- WHAT IS NEEDED: Pick out and copy every line of the records below that contains the string "stone".

Pointing records
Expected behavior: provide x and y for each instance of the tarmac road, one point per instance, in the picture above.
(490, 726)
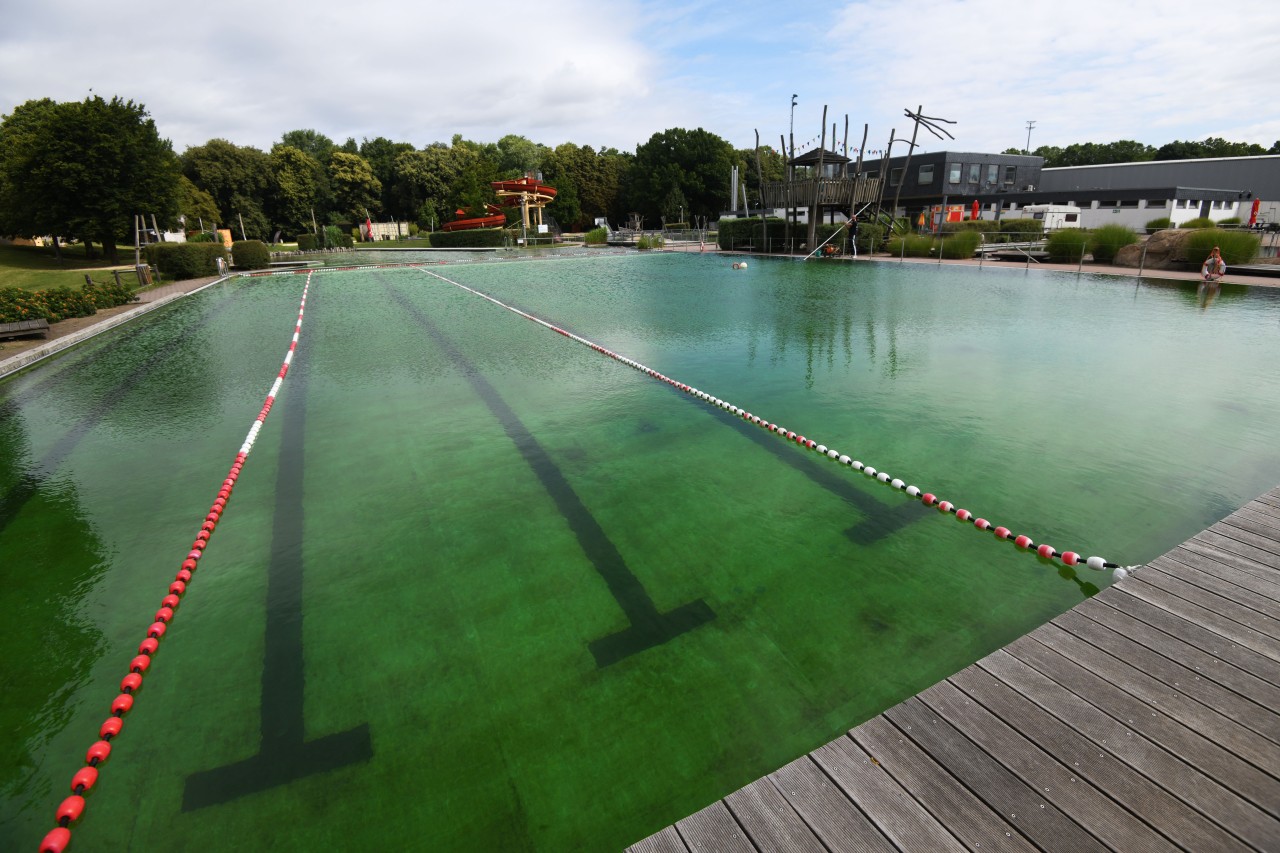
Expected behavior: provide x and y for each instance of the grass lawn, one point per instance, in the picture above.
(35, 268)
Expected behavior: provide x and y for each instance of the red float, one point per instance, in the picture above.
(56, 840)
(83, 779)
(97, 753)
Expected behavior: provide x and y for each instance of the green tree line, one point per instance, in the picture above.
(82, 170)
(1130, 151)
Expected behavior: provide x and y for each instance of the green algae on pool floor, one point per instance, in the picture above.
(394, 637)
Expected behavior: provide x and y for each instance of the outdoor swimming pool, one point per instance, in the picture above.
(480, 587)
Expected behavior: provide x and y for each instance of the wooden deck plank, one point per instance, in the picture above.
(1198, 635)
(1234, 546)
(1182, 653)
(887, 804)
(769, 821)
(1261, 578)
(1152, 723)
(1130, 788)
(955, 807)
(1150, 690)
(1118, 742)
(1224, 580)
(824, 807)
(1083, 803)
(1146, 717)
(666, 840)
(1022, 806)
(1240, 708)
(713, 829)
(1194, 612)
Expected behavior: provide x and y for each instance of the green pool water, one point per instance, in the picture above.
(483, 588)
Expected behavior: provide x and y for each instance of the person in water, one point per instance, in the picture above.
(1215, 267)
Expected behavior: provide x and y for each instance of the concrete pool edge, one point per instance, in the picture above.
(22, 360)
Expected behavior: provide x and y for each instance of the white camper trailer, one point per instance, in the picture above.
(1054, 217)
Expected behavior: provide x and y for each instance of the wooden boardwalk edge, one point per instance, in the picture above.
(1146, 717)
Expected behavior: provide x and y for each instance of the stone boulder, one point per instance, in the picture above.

...

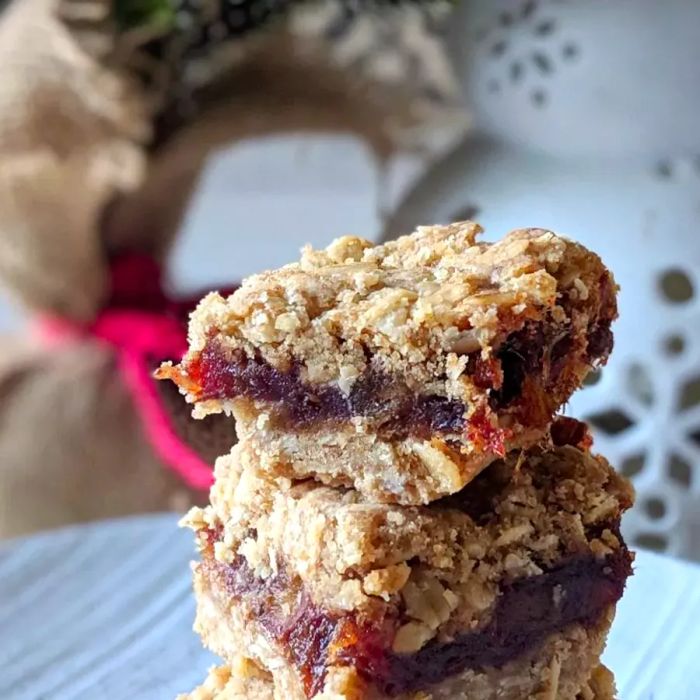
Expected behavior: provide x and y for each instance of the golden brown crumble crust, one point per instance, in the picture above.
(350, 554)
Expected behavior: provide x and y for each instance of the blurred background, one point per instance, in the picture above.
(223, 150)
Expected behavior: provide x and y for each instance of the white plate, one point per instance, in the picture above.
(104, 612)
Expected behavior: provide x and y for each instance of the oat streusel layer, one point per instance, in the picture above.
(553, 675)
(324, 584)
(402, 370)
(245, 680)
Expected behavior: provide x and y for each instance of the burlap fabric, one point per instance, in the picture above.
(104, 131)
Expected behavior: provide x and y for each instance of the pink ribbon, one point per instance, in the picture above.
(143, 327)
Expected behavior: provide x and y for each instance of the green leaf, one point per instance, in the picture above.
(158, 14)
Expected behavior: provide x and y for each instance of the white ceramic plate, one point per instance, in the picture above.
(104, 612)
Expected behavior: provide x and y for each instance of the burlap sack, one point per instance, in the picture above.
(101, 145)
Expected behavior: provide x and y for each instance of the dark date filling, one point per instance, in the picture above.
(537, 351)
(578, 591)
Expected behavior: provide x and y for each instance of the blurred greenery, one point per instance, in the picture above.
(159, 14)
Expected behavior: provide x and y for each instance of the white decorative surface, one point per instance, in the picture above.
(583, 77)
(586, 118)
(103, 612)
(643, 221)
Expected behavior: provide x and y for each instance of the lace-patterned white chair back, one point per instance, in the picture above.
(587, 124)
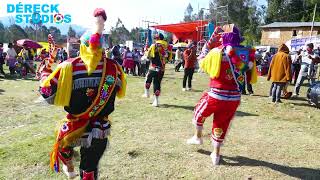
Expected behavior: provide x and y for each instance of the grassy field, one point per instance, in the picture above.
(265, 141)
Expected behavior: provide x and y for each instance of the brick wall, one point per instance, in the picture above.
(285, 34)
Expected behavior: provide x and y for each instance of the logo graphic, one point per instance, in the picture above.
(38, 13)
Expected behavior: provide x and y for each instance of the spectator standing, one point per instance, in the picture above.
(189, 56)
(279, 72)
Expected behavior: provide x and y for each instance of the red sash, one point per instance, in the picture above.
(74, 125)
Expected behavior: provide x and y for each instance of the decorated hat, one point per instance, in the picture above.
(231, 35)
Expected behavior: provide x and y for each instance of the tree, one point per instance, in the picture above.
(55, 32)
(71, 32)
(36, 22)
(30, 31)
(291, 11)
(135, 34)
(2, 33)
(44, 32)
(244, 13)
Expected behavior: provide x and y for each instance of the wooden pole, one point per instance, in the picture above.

--

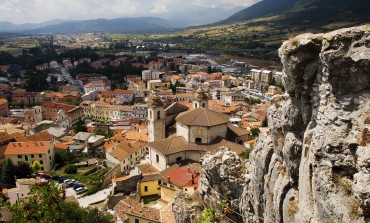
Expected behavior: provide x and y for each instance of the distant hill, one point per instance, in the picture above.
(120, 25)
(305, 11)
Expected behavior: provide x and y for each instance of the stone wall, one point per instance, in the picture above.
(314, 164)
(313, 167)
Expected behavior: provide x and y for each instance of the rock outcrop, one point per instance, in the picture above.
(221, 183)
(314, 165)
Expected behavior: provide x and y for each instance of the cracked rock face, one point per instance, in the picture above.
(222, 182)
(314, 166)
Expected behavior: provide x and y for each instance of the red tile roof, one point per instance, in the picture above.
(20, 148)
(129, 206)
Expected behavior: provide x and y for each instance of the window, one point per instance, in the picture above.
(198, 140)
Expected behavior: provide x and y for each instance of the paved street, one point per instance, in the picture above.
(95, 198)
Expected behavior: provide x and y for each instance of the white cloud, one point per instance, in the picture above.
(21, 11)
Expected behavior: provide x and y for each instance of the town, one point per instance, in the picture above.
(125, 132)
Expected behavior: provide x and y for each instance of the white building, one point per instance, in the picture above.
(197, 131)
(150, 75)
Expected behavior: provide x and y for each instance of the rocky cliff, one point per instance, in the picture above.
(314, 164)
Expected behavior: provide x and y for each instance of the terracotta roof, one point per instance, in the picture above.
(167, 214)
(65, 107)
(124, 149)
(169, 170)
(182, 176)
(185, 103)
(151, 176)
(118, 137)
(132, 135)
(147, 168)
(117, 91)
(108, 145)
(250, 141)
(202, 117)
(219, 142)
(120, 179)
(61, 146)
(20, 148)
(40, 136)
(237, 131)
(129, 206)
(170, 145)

- EXERCISE RESPONSE:
Expected behavior: provide x and y for each instance of the stone boulder, one point per instance, in the picture above.
Expected behavior: provide x and y for each instance of the stone wall, one point per instance, in the picture above.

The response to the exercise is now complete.